If an entry includes an image, drop the image and copy the rest verbatim.
[[ Listed entries, beginning ]]
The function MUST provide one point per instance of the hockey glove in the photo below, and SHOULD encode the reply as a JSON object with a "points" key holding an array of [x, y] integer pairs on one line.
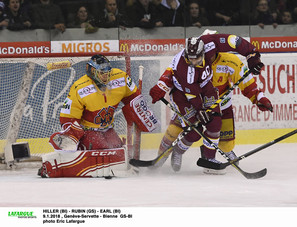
{"points": [[254, 63], [163, 85], [263, 103]]}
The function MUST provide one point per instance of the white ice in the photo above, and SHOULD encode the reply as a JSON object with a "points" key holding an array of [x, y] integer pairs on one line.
{"points": [[165, 188]]}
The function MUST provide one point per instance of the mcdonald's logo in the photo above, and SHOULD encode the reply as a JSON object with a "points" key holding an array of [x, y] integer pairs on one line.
{"points": [[256, 44], [124, 47]]}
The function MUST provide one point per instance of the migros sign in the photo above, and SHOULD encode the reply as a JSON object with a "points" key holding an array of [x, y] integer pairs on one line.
{"points": [[88, 46], [151, 47]]}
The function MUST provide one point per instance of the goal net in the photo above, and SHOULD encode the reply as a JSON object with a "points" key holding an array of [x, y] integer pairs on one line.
{"points": [[32, 93]]}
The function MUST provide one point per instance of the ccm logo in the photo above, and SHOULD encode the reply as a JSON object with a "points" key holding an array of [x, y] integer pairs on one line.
{"points": [[226, 133], [103, 153]]}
[[ Listed entries, end ]]
● **Answer**:
The function MUST provide one point per instance of the hockey glove in the photo below, and SHOULD encode the reply as a JSON object with a "points" key holding an array of [x, y] integer pairs on one line.
{"points": [[254, 63], [163, 85], [263, 103]]}
The function MUST provide one point per instance of the white ice in the photo above, and SHOULD encode the reply as a JSON object with a "points" key holding an array of [x, y] integer pairs on one line.
{"points": [[165, 188]]}
The function MUST provide one point per instance of the mcdonald's logo in the photo above, and SHOULD encode the reply as a JSON object with a "points" key holding an array of [x, y] integer pairs on one line.
{"points": [[256, 44], [124, 47]]}
The function MUST provide one point per instance of the migros sign in the photo above, and SHOULD encode the reply as a JSON object with a "points" key holding an array of [x, y] integer pairs on one line.
{"points": [[88, 46], [151, 47]]}
The function MUST provide one point per instance of the goal net in the photo above, and SHOULD encode the reply as a JSON object with a "points" key holding an array of [x, y] integer pairs on one line.
{"points": [[32, 93]]}
The function MUST provide one point per instance of the ccm logo in the photo above, and SHOULD encode the reply as a JSON object with a "points" key holding an array of [x, y] integer pairs on one line.
{"points": [[226, 133], [103, 153]]}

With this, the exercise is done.